**Your instructions:** Output the records. Match them exactly.

**Input:**
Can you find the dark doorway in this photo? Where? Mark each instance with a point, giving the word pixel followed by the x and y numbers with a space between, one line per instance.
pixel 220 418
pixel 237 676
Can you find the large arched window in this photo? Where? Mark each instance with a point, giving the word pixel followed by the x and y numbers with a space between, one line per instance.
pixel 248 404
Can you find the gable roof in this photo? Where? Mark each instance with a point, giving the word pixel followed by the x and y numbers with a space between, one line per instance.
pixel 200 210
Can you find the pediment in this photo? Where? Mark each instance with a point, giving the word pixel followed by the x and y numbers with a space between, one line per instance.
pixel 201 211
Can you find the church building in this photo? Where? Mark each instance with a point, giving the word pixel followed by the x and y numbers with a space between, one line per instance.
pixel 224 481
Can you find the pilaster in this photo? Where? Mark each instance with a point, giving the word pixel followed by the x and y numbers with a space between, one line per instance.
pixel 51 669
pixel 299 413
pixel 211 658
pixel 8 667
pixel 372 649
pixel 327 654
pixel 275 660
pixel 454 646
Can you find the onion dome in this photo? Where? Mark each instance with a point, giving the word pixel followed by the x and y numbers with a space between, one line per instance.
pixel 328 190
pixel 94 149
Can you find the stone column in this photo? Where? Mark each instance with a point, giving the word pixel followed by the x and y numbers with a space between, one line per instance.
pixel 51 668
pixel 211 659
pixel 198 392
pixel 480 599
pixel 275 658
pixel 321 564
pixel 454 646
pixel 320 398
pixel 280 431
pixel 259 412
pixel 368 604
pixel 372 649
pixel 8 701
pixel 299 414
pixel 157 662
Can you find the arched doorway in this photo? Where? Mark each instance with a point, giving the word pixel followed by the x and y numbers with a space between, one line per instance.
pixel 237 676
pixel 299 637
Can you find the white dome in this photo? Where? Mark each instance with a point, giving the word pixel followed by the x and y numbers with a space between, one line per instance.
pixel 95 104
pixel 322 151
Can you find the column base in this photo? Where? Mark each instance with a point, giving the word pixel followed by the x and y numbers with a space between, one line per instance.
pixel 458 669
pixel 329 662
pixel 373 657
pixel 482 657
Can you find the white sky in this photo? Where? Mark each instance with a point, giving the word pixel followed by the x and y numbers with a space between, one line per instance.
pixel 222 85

**Exercise solution:**
Can you find the dark doorway in this photo? Where? Mark each instance with a point, giving the word pixel followed by the x and y numbers with a space between, one line per instance.
pixel 220 418
pixel 237 676
Can you find the large arched window in this photo? Where? Mark each instance with a point, giving the word pixel followed by the x and y numbers with a space between, one line per instance.
pixel 248 404
Can you find the gable roof in this photo? Where? Mark each instance with a point, giving the word pixel followed by the x and y numbers with a space between, one line per instance.
pixel 200 210
Can you find the pediment in this photo? Where? Mark each instance with a point, giving the word pixel followed by the x and y numbers with a space between, one line per instance.
pixel 201 211
Can you find the church building in this photo? Where? Mark each instance with a point, giving the word pixel followed by the x and y numbers with a space between, one line per instance.
pixel 224 481
Can you find the pilaster in this photo? Where? Mark each instance with a point, giving the word pixel followed by the x and y numbers with a space between, one line per instance.
pixel 51 669
pixel 299 413
pixel 211 658
pixel 8 667
pixel 372 649
pixel 327 654
pixel 275 660
pixel 454 646
Can you find the onion dome in this photo? Where? Mark each instance with a point, giving the word pixel followed by the x and y numbers with a space between, one line per instance.
pixel 328 190
pixel 94 149
Can you find the stone column in this photo? Where? Mark each instance with a point, giving the word pixel followed by the x and y numbers with a space between, one line per instance.
pixel 51 668
pixel 211 659
pixel 198 392
pixel 480 599
pixel 275 658
pixel 321 564
pixel 454 646
pixel 320 398
pixel 280 431
pixel 259 412
pixel 368 604
pixel 372 649
pixel 8 701
pixel 299 414
pixel 157 662
Can you find the arched doorway in this photo? Where? Mark each instance with a point, giving the word pixel followed by the x and y numbers with a space between, one line per instance.
pixel 237 676
pixel 299 637
Can you find the white dome in this photo? Where? Mark each instance with a point, giving the word pixel followed by the x and y numbers with a space between, one line per instance.
pixel 95 104
pixel 322 151
Can you find the column base in this photo? Where? Mark each instance with a point, giving the word pixel followed by the x and y numbers with a space between, one line per instance.
pixel 458 669
pixel 329 662
pixel 373 657
pixel 482 657
Can you find the white sky in this photo? Where? Mark each instance with a point, giving the word pixel followed by the x and y numbers with a space between, one line per instance.
pixel 222 85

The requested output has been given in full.